<<<<

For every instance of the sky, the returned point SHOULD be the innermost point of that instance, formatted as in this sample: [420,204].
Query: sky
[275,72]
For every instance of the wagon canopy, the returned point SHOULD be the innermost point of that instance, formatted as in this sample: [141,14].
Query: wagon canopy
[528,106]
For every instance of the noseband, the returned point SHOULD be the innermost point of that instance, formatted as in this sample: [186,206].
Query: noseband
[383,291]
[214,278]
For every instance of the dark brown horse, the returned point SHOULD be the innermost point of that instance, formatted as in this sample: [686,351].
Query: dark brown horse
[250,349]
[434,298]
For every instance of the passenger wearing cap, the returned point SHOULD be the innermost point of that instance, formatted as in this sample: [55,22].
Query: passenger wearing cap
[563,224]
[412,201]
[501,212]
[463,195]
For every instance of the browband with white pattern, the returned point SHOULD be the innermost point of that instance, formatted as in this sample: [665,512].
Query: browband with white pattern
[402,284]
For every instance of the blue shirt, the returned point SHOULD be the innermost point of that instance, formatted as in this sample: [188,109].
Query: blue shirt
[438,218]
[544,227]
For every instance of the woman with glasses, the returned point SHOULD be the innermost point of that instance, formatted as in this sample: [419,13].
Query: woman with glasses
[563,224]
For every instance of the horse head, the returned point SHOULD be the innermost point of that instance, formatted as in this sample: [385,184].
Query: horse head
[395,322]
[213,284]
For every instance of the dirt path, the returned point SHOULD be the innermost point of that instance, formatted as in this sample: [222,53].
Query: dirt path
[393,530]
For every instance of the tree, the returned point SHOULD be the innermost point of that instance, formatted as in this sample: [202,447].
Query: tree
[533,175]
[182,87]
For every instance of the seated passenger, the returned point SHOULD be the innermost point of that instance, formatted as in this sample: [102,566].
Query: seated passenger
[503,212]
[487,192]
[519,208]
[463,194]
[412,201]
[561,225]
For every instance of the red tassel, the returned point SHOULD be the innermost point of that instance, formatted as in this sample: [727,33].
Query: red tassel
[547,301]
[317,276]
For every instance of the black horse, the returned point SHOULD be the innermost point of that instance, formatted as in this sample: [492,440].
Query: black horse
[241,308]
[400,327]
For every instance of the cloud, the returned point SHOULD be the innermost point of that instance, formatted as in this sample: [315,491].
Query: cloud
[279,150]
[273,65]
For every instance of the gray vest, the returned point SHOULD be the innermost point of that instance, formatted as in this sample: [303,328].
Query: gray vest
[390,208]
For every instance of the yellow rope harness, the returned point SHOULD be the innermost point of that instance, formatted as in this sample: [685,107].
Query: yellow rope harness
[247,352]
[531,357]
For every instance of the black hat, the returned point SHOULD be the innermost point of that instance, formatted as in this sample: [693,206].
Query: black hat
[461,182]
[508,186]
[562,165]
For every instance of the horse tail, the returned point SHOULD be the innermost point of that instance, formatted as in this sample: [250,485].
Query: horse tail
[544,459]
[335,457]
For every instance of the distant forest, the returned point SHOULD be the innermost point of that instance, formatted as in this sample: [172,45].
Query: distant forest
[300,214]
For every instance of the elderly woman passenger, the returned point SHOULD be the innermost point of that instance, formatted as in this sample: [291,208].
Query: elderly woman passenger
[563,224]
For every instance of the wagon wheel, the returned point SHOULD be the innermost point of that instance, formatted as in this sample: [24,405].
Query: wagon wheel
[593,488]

>>>>

▸ **Set task**
Transcribe word for word the lines from the one holding "For every instance of the horse tail, the" to the last line of the listing above, inclusive.

▸ **Expected output**
For every instance of the horse tail, the returned point SHOULD be the innermost point of that instance, formatted as in this sample: [250,485].
Query: horse tail
[544,459]
[335,457]
For every instance of the distant forest, the returned point SHOULD be the innermost point of that instance, formatted as in this sample: [172,45].
Query: distant forest
[300,214]
For every instance of the elderly woman passenger, the returned point SHOULD be the innermost point of that instance, formatted as in this sample: [291,208].
Query: elderly woman passenger
[563,224]
For every instance of the wagon wheel, the returned point SHOULD be the innermost point of that instance, formatted as in this sample: [24,405].
Query: wagon wheel
[593,488]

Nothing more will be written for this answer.